__TASK OBJECTIVE__
Please render the lines as a numbered list with blank lines omitted, starting at the line containing "Could any polar bear hind" and ending after the line containing "[0,0,300,199]".

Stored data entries
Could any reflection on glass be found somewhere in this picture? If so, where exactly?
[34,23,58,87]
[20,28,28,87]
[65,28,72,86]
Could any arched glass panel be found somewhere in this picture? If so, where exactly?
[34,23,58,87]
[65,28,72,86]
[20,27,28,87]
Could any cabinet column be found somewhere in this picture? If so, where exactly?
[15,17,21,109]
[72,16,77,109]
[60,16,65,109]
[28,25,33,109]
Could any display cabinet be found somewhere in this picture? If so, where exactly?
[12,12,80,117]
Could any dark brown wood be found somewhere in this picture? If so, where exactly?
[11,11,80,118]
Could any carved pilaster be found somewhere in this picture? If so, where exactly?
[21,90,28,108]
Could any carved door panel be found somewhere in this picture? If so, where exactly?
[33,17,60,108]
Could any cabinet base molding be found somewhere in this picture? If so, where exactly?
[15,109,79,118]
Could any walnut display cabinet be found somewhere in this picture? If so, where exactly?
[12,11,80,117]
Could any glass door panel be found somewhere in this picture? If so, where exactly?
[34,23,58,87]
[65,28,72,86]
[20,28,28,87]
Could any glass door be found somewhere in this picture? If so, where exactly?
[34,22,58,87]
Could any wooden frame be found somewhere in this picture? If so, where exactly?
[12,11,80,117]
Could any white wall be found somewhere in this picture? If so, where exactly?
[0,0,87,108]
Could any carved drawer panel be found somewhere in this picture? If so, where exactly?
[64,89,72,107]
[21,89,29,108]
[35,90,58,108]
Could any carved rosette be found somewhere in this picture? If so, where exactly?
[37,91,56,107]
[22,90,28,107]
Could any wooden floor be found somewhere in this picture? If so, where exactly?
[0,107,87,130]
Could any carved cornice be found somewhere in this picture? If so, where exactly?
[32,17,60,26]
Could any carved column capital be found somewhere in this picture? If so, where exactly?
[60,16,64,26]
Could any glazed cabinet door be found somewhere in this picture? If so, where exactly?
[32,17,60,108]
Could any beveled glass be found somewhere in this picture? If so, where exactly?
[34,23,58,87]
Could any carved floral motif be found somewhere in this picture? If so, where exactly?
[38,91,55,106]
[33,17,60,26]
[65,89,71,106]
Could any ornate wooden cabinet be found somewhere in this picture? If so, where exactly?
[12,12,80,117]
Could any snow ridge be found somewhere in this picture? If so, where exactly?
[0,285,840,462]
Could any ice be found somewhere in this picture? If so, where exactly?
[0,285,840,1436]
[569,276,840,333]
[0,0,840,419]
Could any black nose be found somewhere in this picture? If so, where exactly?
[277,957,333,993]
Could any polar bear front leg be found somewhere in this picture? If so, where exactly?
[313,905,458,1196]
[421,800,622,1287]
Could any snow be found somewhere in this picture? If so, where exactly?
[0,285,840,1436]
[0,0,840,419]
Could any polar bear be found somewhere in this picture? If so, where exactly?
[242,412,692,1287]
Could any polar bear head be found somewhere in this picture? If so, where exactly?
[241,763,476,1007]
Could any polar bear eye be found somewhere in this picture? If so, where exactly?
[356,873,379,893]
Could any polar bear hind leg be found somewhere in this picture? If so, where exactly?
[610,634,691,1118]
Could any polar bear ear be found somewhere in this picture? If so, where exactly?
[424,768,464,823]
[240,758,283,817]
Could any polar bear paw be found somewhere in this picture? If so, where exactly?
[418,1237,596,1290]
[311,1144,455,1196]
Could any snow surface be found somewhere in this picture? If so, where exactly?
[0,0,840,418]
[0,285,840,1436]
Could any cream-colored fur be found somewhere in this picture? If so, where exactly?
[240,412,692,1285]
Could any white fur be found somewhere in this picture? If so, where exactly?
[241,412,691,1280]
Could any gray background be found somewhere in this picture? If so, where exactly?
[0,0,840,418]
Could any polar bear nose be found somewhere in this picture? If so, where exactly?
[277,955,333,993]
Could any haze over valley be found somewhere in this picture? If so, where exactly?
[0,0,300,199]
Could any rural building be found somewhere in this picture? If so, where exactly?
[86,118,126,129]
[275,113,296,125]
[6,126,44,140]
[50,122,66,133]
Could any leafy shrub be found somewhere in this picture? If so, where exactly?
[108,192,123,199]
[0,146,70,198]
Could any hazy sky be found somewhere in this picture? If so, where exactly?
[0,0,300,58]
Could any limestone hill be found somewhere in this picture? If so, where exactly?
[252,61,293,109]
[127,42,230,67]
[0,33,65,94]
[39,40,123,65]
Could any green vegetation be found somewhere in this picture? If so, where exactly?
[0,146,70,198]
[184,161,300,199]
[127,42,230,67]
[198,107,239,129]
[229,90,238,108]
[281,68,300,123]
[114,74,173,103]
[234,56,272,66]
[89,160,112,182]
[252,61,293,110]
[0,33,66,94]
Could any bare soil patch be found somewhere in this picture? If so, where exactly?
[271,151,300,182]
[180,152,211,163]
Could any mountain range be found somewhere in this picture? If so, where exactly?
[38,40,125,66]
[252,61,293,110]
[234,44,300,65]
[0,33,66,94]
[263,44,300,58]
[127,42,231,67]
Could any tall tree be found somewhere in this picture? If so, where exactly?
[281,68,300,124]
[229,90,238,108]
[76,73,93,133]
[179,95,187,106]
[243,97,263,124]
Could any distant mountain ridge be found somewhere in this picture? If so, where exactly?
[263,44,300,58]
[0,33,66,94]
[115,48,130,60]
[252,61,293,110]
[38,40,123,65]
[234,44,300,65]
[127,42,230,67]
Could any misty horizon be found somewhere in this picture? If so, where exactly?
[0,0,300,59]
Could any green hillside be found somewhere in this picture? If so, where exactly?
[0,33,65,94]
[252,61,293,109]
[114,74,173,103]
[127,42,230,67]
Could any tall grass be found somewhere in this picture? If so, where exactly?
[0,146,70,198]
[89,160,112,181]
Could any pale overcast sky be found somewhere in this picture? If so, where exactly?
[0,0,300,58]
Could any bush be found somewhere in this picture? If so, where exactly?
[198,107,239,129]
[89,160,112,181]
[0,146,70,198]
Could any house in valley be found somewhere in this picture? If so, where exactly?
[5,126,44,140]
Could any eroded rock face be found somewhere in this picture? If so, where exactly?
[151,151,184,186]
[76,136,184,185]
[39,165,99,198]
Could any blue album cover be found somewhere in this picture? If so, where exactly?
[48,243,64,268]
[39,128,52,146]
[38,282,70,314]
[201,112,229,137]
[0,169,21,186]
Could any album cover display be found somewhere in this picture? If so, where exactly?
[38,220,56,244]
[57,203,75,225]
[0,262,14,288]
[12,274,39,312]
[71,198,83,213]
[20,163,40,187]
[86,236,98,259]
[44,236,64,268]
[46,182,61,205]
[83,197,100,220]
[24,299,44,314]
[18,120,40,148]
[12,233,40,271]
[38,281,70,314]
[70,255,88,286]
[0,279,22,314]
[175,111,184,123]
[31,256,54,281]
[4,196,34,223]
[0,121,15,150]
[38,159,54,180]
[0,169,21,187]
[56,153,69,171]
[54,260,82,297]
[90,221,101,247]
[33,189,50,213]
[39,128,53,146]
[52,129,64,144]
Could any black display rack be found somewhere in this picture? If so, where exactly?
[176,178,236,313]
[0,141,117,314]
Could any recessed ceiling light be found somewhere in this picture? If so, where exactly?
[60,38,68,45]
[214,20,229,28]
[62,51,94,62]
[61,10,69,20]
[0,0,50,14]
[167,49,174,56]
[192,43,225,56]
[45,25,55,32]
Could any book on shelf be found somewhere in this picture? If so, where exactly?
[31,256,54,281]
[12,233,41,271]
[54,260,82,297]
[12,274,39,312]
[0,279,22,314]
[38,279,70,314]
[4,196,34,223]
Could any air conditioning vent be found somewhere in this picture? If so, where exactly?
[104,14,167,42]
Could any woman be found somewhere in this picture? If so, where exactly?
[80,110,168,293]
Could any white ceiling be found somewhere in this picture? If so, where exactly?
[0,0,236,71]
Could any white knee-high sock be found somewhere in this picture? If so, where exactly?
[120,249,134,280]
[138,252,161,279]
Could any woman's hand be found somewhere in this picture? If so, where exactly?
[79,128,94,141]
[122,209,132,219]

__RESULT FOR THIS TASK__
1. Could any polar bear hind leg be found somewhere in this picture? If so, where exactly?
2. [610,634,691,1118]
3. Could any polar bear ear be found somewhere in this picture? If so, where exactly?
4. [424,768,464,823]
5. [240,758,283,817]
6. Could any polar bear paw be found somewhere in this picture? If so, where exactly?
7. [418,1237,596,1290]
8. [311,1144,455,1196]
9. Could any snow surface be found somewhere in this picture? If so, where exactly?
10. [0,0,840,418]
11. [0,285,840,1436]
12. Could any cream-colored fur be found somewhere in this picture? If so, where exactly?
13. [240,412,692,1285]
14. Could any white fur be found somewhere in this picture? If so, where exactly?
15. [241,412,691,1280]
16. Could any gray background be found somewhere in this picture? If so, where exactly?
17. [0,0,840,418]
18. Could any polar bear nose be found somewhere in this picture? If so, where exactly?
19. [277,955,333,993]
20. Could any haze over valley be found somewhere in this picture? If so, where exactly?
21. [0,0,300,199]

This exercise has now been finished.